## REQUIRED WORK
Reproduce the entries in full, with no changes.

## LISTED RECORDS
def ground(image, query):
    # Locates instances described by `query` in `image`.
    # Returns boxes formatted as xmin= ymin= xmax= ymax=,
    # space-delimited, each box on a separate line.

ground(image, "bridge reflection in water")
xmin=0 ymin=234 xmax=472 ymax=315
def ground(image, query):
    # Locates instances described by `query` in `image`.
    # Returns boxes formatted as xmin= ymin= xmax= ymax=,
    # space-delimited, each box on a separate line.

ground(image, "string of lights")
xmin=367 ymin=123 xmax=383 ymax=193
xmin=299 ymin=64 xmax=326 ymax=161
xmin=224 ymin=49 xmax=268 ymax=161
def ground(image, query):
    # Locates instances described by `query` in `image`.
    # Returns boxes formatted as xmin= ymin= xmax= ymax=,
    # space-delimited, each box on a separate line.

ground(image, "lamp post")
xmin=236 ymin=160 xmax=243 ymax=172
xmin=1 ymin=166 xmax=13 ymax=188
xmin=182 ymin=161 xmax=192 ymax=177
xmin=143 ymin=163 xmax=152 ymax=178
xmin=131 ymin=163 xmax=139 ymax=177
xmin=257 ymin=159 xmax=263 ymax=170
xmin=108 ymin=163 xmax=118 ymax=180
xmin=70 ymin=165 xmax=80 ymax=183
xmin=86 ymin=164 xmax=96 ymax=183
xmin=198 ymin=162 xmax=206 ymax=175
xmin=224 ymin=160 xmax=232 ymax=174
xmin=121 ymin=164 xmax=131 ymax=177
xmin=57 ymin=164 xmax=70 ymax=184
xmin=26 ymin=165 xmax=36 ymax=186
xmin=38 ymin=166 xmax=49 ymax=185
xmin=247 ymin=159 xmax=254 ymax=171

## REPLY
def ground(image, query):
    # Locates instances described by `query` in `image`.
    # Returns boxes formatted as xmin= ymin= xmax= ymax=,
    # space-delimited, each box on a separate line.

ground(image, "bridge reflection in water")
xmin=0 ymin=234 xmax=472 ymax=315
def ground(image, query):
    # Locates instances described by `query` in `image`.
    # Returns boxes formatted as xmin= ymin= xmax= ymax=,
    # space-delimited, each box on a separate line.

ground(image, "string of lights")
xmin=367 ymin=123 xmax=383 ymax=193
xmin=299 ymin=64 xmax=326 ymax=161
xmin=224 ymin=49 xmax=268 ymax=161
def ground(image, query):
    # Locates instances described by `query` in `image`.
    # Returns boxes formatted as xmin= ymin= xmax= ymax=,
    # space-delimited, each box on a separate line.

ground(image, "lamp post")
xmin=236 ymin=160 xmax=243 ymax=172
xmin=1 ymin=166 xmax=13 ymax=188
xmin=182 ymin=161 xmax=192 ymax=177
xmin=143 ymin=163 xmax=152 ymax=178
xmin=131 ymin=163 xmax=139 ymax=177
xmin=257 ymin=159 xmax=263 ymax=170
xmin=108 ymin=163 xmax=118 ymax=180
xmin=70 ymin=165 xmax=80 ymax=183
xmin=86 ymin=164 xmax=96 ymax=183
xmin=198 ymin=162 xmax=206 ymax=175
xmin=224 ymin=160 xmax=232 ymax=174
xmin=121 ymin=164 xmax=131 ymax=177
xmin=57 ymin=164 xmax=70 ymax=184
xmin=26 ymin=165 xmax=36 ymax=186
xmin=38 ymin=166 xmax=49 ymax=185
xmin=247 ymin=159 xmax=254 ymax=171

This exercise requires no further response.